YOUR GOAL
Answer these questions from the text on adult social care.
1. Which committee published the statistics mentioned at the start?
2. What position does Kari Gerstheimer hold?
3. By about how much have calls from carers into helplines risen compared to pre-pandemic times?

READING TEXT

************

In the face of shocking statistics published by the Health and Social Care committee, it is clear that calls for revised funding have fallen on deaf ears. Growing issues with recruitment, training and retention have been foreseeable for years - it is hard to see this other than as wilful neglect. Those of us who have worked in the adult social care sector for a long time have seen similar situations before, but the problems have never been so acute.

Those of us who have worked in the adult social care sector for a long time have seen similar situations before, but the problems have never been so acute
Kari Gerstheimer, CEO and Founder of Access Social Care

Research published this year from Access Social Care’s annual State of the Nation report shows that calls from carers into helplines have increased by around 100 per cent compared to pre-pandemic times. I am also all too aware that social care providers simply cannot cope. In some cases, they are having to hand back contracts because they are unable to staff their services - we have heard from our member organisations that in some areas, the local authority won’t take back the contract as they are in a similarly desperate situation. The result being people in receipt of social care at risk of harm, an exhausted workforce, and further entrenched struggles with retention.

************

AVAILABLE DATA
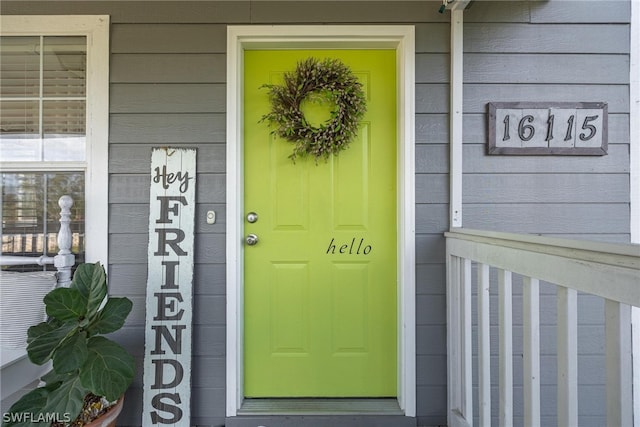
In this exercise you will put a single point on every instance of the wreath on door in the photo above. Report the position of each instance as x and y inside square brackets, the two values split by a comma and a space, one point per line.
[327, 80]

************

FINISHED EXERCISE
1. The Health and Social Care committee.
2. CEO and Founder of Access Social Care.
3. By around 100 per cent.